**THE TASK**. Reproduce word for word the part of the listing that opens with the line containing "Labeling rule: each instance of the butcher" and runs through the end of the listing, leaving out any pictures.

**TASK MATERIAL**.
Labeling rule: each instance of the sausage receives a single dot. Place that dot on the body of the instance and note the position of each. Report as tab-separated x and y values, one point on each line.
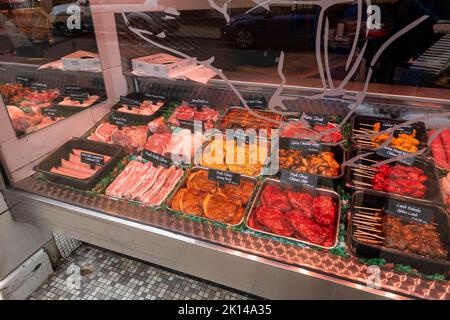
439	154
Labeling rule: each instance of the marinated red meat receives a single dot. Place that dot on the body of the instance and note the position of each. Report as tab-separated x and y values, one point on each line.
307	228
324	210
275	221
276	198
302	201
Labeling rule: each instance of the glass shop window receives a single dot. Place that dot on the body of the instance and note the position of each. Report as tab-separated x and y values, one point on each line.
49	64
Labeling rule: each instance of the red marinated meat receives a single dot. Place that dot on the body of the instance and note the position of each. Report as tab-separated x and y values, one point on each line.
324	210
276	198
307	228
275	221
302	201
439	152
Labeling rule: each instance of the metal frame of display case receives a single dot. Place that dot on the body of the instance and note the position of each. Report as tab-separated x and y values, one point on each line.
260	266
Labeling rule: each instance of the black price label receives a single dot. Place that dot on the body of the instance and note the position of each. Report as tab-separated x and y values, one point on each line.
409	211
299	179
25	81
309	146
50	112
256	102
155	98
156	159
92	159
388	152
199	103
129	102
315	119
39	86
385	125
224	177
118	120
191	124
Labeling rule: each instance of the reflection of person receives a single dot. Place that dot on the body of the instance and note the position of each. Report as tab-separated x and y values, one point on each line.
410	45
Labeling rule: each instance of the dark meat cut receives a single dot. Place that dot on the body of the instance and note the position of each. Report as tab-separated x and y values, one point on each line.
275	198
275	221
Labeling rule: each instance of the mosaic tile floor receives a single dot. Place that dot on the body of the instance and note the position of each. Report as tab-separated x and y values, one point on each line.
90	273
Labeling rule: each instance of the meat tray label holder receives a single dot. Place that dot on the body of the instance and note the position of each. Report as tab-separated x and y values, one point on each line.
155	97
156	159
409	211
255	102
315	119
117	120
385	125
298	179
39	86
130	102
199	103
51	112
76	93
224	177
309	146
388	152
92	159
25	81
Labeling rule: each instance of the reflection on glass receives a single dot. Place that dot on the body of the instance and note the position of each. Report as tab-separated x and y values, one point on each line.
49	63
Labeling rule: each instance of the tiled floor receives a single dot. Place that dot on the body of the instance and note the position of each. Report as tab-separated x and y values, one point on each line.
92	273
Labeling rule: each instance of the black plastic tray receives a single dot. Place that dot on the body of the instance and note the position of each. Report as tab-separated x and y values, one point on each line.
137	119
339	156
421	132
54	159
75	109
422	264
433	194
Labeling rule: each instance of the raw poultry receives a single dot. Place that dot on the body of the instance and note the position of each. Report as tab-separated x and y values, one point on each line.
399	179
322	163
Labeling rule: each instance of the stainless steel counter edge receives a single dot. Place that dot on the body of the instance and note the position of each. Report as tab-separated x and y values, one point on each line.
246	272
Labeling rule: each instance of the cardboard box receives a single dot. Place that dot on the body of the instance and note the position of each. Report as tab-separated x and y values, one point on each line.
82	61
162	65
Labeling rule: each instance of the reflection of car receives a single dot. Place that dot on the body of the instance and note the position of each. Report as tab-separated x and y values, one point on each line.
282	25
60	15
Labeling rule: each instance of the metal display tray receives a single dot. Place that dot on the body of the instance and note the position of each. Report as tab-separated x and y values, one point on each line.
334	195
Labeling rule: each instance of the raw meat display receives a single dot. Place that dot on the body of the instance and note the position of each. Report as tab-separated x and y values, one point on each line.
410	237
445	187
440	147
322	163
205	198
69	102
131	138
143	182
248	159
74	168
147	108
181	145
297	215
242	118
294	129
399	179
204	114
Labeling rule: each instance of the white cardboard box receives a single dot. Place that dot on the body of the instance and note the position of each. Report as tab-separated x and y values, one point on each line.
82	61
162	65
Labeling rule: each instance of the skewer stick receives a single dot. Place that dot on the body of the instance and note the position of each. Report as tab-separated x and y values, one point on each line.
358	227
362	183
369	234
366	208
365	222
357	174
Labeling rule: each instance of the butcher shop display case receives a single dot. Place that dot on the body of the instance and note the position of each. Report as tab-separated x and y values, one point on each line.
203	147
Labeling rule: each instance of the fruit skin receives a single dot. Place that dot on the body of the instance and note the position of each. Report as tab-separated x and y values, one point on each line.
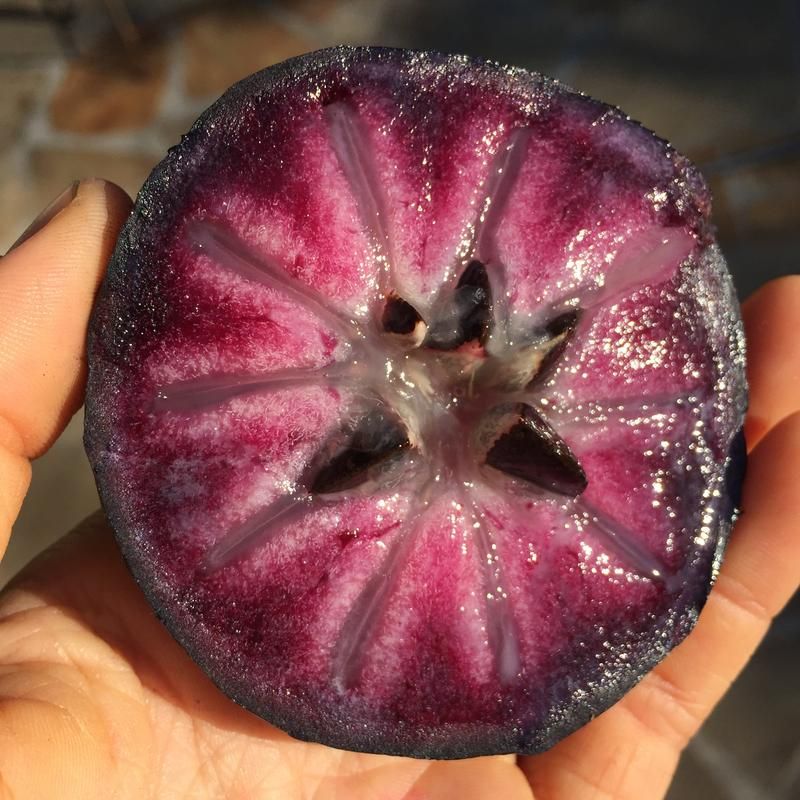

**TASK RESULT**.
Labeling rule: each instance of the butcher shop display case receives a single dot. Place that dot on the body of the instance and note the position of each. Report as tab-separated x and y values, one point on each line.
203	147
Labeling rule: each instance of the fruit skin receives a single dot. Place that dot on the body of the instance and note the position of each. Report as tab-separated x and y values, one point on each line.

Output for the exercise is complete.